> **Enunciado 1**: Extrae todas las líneas de las entradas que contengan la cadena "purple", distinguiendo entre mayúsculas y minúsculas.

> **Texto de partida**:
⟨

Aunque en la fase final del rodaje de Chávarri, en septiembre de 1975, ya había navegado por mares de locura, Leopoldo Mª, el poeta amigo que más admiré de todos los Novísimos mientras tuvo cordura en su escritura, sobresale en la película por la inteligencia y el vigor inflexible de sus estocadas. No congeniando, Sarrión y Leopoldo Mª eran ambos producto del surrealismo, Antonio del más puro, Leopoldo Mª del más esquinado y proscrito, el de Artaud y Crevel. Es un gran acierto de construcción dramática hacer salir por primera vez a Leopoldo Mª, el menos cinéfilo de los Nueve novísimos, ya avanzado el film y caminando él como un zombi entre tumbas, que pueden dar idea de que son las de sus antepasados astorganos, cuando en realidad, y por ahorro, el plano está filmado en Loeches, el pueblo madrileño. Sarrión, que habla muy bien de la película en Jazz y días de lluvia, el tomo III de sus memorias, grabó su voz, sin contraplano de imagen, en una escena de diálogo tabernario que el montaje definitivo convirtió en un monólogo de Leopoldo Mª. Otro trampantojo poético que el cine admite, con y sin cahierismos.

⟩

> **Material proporcionado**:
⟨

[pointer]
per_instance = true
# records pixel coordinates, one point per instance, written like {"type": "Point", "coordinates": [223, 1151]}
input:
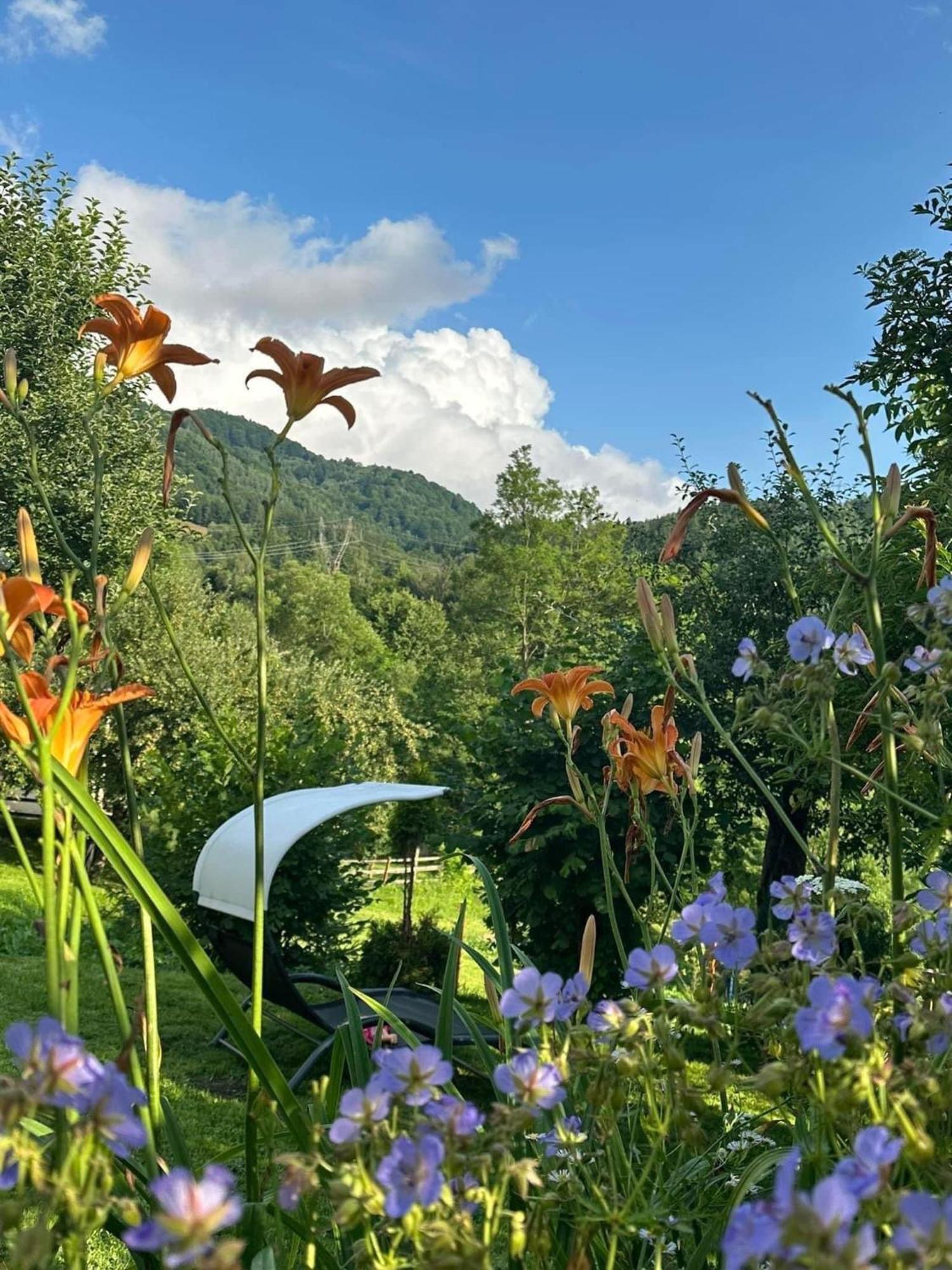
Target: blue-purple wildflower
{"type": "Point", "coordinates": [808, 638]}
{"type": "Point", "coordinates": [868, 1170]}
{"type": "Point", "coordinates": [851, 652]}
{"type": "Point", "coordinates": [535, 1084]}
{"type": "Point", "coordinates": [941, 600]}
{"type": "Point", "coordinates": [926, 1230]}
{"type": "Point", "coordinates": [360, 1111]}
{"type": "Point", "coordinates": [190, 1213]}
{"type": "Point", "coordinates": [923, 660]}
{"type": "Point", "coordinates": [729, 935]}
{"type": "Point", "coordinates": [411, 1174]}
{"type": "Point", "coordinates": [414, 1075]}
{"type": "Point", "coordinates": [651, 970]}
{"type": "Point", "coordinates": [746, 660]}
{"type": "Point", "coordinates": [813, 937]}
{"type": "Point", "coordinates": [838, 1012]}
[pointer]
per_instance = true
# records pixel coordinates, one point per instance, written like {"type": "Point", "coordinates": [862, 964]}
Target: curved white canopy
{"type": "Point", "coordinates": [225, 871]}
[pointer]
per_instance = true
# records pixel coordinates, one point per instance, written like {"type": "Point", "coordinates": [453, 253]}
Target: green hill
{"type": "Point", "coordinates": [323, 500]}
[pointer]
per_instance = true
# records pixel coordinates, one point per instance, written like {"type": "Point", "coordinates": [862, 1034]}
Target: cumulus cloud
{"type": "Point", "coordinates": [60, 27]}
{"type": "Point", "coordinates": [451, 406]}
{"type": "Point", "coordinates": [18, 134]}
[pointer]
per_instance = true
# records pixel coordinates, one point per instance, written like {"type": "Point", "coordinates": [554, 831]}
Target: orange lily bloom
{"type": "Point", "coordinates": [81, 721]}
{"type": "Point", "coordinates": [305, 383]}
{"type": "Point", "coordinates": [138, 344]}
{"type": "Point", "coordinates": [23, 598]}
{"type": "Point", "coordinates": [565, 692]}
{"type": "Point", "coordinates": [651, 759]}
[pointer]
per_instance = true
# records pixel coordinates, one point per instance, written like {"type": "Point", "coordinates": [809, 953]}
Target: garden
{"type": "Point", "coordinates": [663, 977]}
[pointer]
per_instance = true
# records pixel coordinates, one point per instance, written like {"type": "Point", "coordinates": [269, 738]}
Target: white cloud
{"type": "Point", "coordinates": [59, 27]}
{"type": "Point", "coordinates": [18, 133]}
{"type": "Point", "coordinates": [447, 404]}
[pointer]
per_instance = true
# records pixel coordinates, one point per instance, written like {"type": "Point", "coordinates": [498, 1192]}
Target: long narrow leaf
{"type": "Point", "coordinates": [147, 891]}
{"type": "Point", "coordinates": [445, 1018]}
{"type": "Point", "coordinates": [359, 1056]}
{"type": "Point", "coordinates": [498, 919]}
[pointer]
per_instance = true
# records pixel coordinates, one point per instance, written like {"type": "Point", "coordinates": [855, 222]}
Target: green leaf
{"type": "Point", "coordinates": [445, 1018]}
{"type": "Point", "coordinates": [499, 928]}
{"type": "Point", "coordinates": [359, 1055]}
{"type": "Point", "coordinates": [177, 1140]}
{"type": "Point", "coordinates": [147, 891]}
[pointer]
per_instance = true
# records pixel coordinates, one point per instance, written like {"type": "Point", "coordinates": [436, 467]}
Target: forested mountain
{"type": "Point", "coordinates": [319, 496]}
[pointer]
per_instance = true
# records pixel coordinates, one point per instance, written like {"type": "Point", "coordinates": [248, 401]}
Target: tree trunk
{"type": "Point", "coordinates": [783, 854]}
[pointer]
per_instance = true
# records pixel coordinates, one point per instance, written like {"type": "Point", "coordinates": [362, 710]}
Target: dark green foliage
{"type": "Point", "coordinates": [319, 496]}
{"type": "Point", "coordinates": [54, 258]}
{"type": "Point", "coordinates": [422, 958]}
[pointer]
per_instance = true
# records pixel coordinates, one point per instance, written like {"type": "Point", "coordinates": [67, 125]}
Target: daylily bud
{"type": "Point", "coordinates": [140, 561]}
{"type": "Point", "coordinates": [670, 631]}
{"type": "Point", "coordinates": [695, 758]}
{"type": "Point", "coordinates": [649, 615]}
{"type": "Point", "coordinates": [892, 492]}
{"type": "Point", "coordinates": [736, 482]}
{"type": "Point", "coordinates": [587, 958]}
{"type": "Point", "coordinates": [27, 544]}
{"type": "Point", "coordinates": [11, 373]}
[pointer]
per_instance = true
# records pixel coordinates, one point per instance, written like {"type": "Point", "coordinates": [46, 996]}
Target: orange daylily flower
{"type": "Point", "coordinates": [305, 383]}
{"type": "Point", "coordinates": [567, 692]}
{"type": "Point", "coordinates": [138, 344]}
{"type": "Point", "coordinates": [649, 759]}
{"type": "Point", "coordinates": [81, 721]}
{"type": "Point", "coordinates": [21, 600]}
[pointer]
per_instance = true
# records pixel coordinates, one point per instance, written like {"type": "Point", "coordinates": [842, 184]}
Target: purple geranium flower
{"type": "Point", "coordinates": [572, 998]}
{"type": "Point", "coordinates": [412, 1174]}
{"type": "Point", "coordinates": [851, 652]}
{"type": "Point", "coordinates": [927, 1229]}
{"type": "Point", "coordinates": [190, 1213]}
{"type": "Point", "coordinates": [746, 661]}
{"type": "Point", "coordinates": [923, 660]}
{"type": "Point", "coordinates": [941, 600]}
{"type": "Point", "coordinates": [939, 893]}
{"type": "Point", "coordinates": [360, 1109]}
{"type": "Point", "coordinates": [793, 895]}
{"type": "Point", "coordinates": [868, 1170]}
{"type": "Point", "coordinates": [111, 1107]}
{"type": "Point", "coordinates": [729, 935]}
{"type": "Point", "coordinates": [651, 970]}
{"type": "Point", "coordinates": [934, 937]}
{"type": "Point", "coordinates": [58, 1069]}
{"type": "Point", "coordinates": [413, 1074]}
{"type": "Point", "coordinates": [534, 1084]}
{"type": "Point", "coordinates": [813, 937]}
{"type": "Point", "coordinates": [808, 638]}
{"type": "Point", "coordinates": [461, 1120]}
{"type": "Point", "coordinates": [296, 1183]}
{"type": "Point", "coordinates": [692, 921]}
{"type": "Point", "coordinates": [532, 999]}
{"type": "Point", "coordinates": [838, 1010]}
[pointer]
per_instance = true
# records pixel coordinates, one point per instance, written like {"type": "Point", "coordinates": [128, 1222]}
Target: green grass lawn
{"type": "Point", "coordinates": [204, 1084]}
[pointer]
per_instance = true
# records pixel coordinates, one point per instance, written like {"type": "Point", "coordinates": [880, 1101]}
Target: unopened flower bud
{"type": "Point", "coordinates": [140, 561]}
{"type": "Point", "coordinates": [651, 618]}
{"type": "Point", "coordinates": [670, 629]}
{"type": "Point", "coordinates": [11, 373]}
{"type": "Point", "coordinates": [27, 544]}
{"type": "Point", "coordinates": [892, 493]}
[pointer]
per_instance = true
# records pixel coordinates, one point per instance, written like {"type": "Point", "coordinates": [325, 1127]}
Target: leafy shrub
{"type": "Point", "coordinates": [421, 959]}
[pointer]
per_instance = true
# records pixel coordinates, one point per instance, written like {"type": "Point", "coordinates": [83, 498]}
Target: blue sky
{"type": "Point", "coordinates": [691, 186]}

⟩

> **Enunciado 2**:
¿Concuerda cada una de estas afirmaciones con el fragmento sobre la película de Chávarri? Contesta sí o no y cita literalmente las palabras del fragmento que lo deciden.
(a) El plano de Leopoldo Mª caminando entre tumbas se rodó en Astorga.
(b) Sarrión habla bien de la película en el tomo III de sus memorias.
(c) Leopoldo Mª aparece por primera vez al comienzo del film.

> **Respuesta esperada 1**:
Target: blue-purple wildflower
Target: purple geranium flower

> **Respuesta esperada 2**:
(a) No: «el plano está filmado en Loeches, el pueblo madrileño».
(b) Sí: «Sarrión, que habla muy bien de la película en Jazz y días de lluvia, el tomo III de sus memorias».
(c) No: «hacer salir por primera vez a Leopoldo Mª, el menos cinéfilo de los Nueve novísimos, ya avanzado el film».